Records from a data collection:
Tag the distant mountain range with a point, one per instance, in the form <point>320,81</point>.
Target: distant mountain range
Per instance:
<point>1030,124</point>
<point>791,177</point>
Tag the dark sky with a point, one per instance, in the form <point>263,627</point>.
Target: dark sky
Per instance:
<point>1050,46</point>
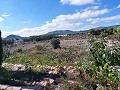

■ Exercise: List the lines of the entries that include "form".

■ Answer section:
Tag the distant mountain range with a point, one per instance, in the form <point>320,81</point>.
Tag the dark sky with a point, one per instance, in the form <point>263,627</point>.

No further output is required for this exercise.